Text shown ::
The Pacific Gas & Electric Company used a demand meter to calculate the SN's power bill.  These meters measure maximum current drawn over predetermined time intervals and total kWh used over the monthly billing cycle.  The higher the current drawn during any given interval, the greater the price per kWh for the month.  In order to minimize its power bill in the post-WWII years, the SN instituted a system of "power waits" to take advantage of the automatic resetting to zero of the meter's load measuring apparatus at the end of each demand interval.  The load arm moves up while power is drawn, forcing up the indicating arm, and the greater the current, the faster and further it moves up.  While the load measuring arm resets automatically at the end of each interval, the indicator is reset manually only when the meter is read at the end of the billing cycle.

At Eastport, the demand interval was 20 minutes, and by requiring "power waits", the SN spread the measurement of a train's current draw between two or more intervals, which would make a train's total overall demand appear as low as possible, keeping the price of each kWh at a low rate.  The rules for power waits are found in employee's timetable # 25 of September 27, 1953.  Power waits aren't mentioned in #23 of April 20, 1947.  #24 wasn't available to your author, so determining precisely when this policy began wasn't possible.

While waiting, all current draw from locomotives was halted by lowering pantographs, because it was cheaper to pay a crew to do nothing than to exceed the power allocation.  During off-peak house, between 11 PM and 6 AM, and on Sundays and holidays power waits were not required.  In order to understand better power usage and the complex rules the SN instituted regarding controller and train operation to take advantage of the demand cycle, it's necessary to digress a little and discuss control system design, operation, and usage.

When starting a 600v passenger car, the motors are operated in series during the first part of the controller's sequence.  As speed increases, the motors generate electricity internally, which is opposite to the polarity of that from the trolley wire.  Eventually this "back pressure" rises to equal that being forced into the motors, limiting the maximum rotational speed of the motor (and, therefore, train speed).  Since the motors are in series, once all accelerating resistance is cutout of the circuit there is only 300v across each motor, running them at half their designed speed.

When the motorman moves the controller through transition, the motors are reconnected so that they are in parallel.  This increases the impressed trolley voltage to a value which overcomes the back pressure, in turn making the motors run faster -- until the back pressure again rises to equal the trolley voltage.  In the last point on the controller, the motors are now connected to 600v and run at their full design speed, called the "balancing speed".  This re-connection scheme provides for two running speeds, known as "series" and "parallel", with "transition" being the change from one to the other.

Entries ::
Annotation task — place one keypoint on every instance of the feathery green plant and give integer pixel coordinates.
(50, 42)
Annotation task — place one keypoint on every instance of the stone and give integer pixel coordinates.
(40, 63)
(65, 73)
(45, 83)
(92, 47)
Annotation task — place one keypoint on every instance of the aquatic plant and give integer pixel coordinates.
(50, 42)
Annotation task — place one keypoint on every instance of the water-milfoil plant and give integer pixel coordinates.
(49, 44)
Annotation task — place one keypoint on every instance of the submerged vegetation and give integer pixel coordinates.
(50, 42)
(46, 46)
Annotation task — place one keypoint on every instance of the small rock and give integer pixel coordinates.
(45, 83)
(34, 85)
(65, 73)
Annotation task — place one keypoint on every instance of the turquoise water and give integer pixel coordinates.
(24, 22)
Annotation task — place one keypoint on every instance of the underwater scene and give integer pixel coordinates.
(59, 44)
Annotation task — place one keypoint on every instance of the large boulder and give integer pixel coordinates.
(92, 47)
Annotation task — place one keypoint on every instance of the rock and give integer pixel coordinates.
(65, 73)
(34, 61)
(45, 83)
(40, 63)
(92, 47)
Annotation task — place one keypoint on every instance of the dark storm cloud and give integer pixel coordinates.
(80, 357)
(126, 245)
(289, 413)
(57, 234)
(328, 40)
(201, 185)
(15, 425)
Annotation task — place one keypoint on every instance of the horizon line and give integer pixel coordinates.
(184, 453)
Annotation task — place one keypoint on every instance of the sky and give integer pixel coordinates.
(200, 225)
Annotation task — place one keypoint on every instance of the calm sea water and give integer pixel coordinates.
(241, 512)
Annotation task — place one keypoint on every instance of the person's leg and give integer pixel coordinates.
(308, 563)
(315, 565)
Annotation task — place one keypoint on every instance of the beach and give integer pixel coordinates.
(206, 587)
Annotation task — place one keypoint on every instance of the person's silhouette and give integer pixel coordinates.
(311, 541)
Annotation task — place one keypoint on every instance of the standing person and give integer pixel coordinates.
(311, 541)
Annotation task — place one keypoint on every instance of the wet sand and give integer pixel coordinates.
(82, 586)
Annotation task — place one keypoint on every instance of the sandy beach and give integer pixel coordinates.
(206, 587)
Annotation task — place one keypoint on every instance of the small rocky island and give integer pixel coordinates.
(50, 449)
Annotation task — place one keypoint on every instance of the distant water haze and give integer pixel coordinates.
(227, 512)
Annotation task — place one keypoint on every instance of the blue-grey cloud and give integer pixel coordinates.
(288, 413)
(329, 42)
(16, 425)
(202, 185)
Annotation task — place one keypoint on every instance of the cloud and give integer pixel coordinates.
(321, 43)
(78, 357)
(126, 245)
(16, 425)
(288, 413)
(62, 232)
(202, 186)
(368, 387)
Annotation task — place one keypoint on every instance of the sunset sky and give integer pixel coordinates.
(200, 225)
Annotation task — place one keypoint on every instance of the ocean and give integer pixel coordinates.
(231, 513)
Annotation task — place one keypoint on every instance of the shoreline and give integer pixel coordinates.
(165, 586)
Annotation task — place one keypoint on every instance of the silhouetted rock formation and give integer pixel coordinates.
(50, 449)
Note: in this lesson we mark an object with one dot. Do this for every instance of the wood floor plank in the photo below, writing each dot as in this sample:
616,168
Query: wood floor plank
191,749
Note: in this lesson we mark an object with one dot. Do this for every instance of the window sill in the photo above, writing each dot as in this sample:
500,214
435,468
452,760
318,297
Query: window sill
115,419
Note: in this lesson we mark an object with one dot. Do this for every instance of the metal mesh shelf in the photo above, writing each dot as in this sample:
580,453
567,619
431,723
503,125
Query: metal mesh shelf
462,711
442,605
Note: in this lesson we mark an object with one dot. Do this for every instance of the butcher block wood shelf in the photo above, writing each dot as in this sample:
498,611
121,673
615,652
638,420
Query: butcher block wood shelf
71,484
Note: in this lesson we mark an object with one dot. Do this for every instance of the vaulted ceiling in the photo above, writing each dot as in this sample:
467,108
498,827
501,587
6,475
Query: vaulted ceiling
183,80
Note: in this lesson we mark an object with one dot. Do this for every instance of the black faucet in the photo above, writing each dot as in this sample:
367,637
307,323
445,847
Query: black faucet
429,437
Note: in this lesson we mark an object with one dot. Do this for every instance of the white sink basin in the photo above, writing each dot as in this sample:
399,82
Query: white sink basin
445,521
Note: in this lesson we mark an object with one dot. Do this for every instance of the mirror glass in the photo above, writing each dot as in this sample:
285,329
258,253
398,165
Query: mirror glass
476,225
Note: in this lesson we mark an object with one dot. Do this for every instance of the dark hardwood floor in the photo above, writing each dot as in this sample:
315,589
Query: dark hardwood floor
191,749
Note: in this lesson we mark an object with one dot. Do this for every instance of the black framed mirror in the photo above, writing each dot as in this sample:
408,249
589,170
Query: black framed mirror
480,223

Your tasks ::
1 > Answer these from the power waits text:
(a) How long was the demand interval at Eastport?
(b) Which employee's timetable, with its date, holds the rules for power waits?
(c) What name is given to the speed at which the motors run on the last point of the controller?
2 > Please return the passage of the power waits text starting at "When starting a" and ending at "their designed speed.", copied word for word.

Response list ::
1 >
(a) 20 minutes.
(b) Timetable #25 of September 27, 1953.
(c) The "balancing speed."

2 >
When starting a 600v passenger car, the motors are operated in series during the first part of the controller's sequence.  As speed increases, the motors generate electricity internally, which is opposite to the polarity of that from the trolley wire.  Eventually this "back pressure" rises to equal that being forced into the motors, limiting the maximum rotational speed of the motor (and, therefore, train speed).  Since the motors are in series, once all accelerating resistance is cutout of the circuit there is only 300v across each motor, running them at half their designed speed.